■ EXTRACTED DATA ■
☆ ☆ ☆

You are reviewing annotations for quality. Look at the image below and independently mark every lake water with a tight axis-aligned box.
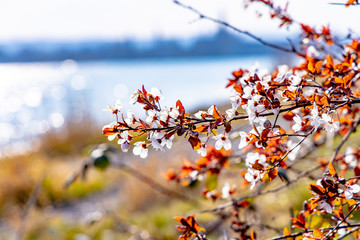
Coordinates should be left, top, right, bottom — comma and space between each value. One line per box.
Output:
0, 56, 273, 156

☆ ☆ ☆

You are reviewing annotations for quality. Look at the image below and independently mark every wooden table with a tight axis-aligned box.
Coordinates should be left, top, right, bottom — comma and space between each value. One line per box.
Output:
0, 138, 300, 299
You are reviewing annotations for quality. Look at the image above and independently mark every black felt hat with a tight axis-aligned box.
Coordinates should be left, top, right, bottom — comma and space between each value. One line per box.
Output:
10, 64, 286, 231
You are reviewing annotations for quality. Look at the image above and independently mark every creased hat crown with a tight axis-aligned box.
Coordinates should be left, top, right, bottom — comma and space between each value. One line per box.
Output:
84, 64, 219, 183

☆ ☆ ☆

■ GOAL OF THE EXERCISE ■
Please print, word for word, the lines of the records between the lines holding "water with a tight axis-aligned box." and "0, 56, 273, 156", inclusive, and omit the pictures.

■ IN RESPONSE ■
You are reviewing annotations for quality. Look at the image below and independently mark every lake water with a tight axis-aligned box.
Coordinates should be left, top, right, bottom — comma and space between each value. One line per box.
Output:
0, 56, 273, 156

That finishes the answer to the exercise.